◆ **What to work on**
Retype every line of the data below with no changes.

** start **

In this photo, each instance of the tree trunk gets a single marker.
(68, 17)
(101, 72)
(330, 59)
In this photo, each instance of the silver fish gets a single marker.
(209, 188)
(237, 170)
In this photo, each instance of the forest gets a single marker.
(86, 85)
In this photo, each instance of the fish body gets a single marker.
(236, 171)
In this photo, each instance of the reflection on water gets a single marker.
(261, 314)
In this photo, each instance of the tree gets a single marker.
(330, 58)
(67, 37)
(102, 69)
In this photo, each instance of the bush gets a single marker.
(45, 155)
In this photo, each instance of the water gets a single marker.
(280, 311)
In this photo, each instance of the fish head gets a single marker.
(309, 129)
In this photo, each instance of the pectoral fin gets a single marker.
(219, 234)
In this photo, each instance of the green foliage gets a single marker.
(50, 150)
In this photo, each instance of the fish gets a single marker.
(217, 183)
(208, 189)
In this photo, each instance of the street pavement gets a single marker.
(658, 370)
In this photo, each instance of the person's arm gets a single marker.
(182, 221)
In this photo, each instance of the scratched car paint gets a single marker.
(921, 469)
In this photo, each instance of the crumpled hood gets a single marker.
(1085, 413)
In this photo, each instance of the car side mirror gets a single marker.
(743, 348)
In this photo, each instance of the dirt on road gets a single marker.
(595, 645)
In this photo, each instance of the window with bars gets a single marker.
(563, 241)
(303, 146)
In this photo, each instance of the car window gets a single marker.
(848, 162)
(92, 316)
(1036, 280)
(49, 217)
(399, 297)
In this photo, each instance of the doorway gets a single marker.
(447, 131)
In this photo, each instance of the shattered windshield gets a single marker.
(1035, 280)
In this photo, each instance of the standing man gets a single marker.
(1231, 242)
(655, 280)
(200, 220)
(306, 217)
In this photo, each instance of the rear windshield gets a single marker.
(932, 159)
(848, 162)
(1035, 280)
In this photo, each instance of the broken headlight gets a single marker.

** end **

◆ **Completed exercise**
In this photo, each instance of the tree trunk gets a single marker.
(68, 17)
(101, 72)
(330, 59)
In this photo, each instance of the silver fish gets a single marker.
(209, 188)
(237, 170)
In this photo, each instance of the forest gets a single marker.
(86, 85)
In this photo, each instance of the fish body gets a single marker.
(236, 171)
In this photo, each instance of the reflection on water gets a single marker.
(261, 314)
In this photo, each instance of the tree gets a single marker.
(330, 58)
(67, 37)
(102, 69)
In this photo, each instance of the bush gets a single marker.
(45, 155)
In this photo, each instance of the water gets a single marker.
(280, 311)
In this photo, each instance of the fish head gets a single marker.
(309, 129)
In this photo, each instance of the pectoral fin gets a single marker.
(219, 234)
In this photo, each instance of the green foliage gets a single marker.
(50, 150)
In this photo, each instance of the fish gets a single marker.
(217, 183)
(208, 189)
In this photo, each instance of the street pavement gets a single marker.
(658, 370)
In this photo, each instance of the person's arm gets a single marker.
(182, 221)
In this photo, each instance of the scratched car paint gets a single marker.
(921, 469)
In this photo, each instance of the crumpled hood gets a single marker.
(1085, 413)
In this photo, each instance of the car side mirror gets a single marker.
(743, 348)
In this photo, each instance of the dirt on road gets a single marker.
(595, 645)
In this photo, each instance of the window with bars gets a single marker.
(563, 241)
(303, 146)
In this photo, each instance of the car window gets a single marker.
(848, 162)
(92, 316)
(1036, 280)
(49, 217)
(399, 297)
In this photo, each instance of the doorway gets a single marker.
(447, 131)
In this photo, each instance of the shattered windshield gets a single marker.
(1035, 280)
In this photo, each instance of the standing man gets a single marker.
(1231, 242)
(655, 280)
(200, 220)
(306, 217)
In this photo, each instance of the rear windshield gets a single marker.
(932, 159)
(848, 162)
(1035, 280)
In this photo, each instance of the broken headlight gets a single marker.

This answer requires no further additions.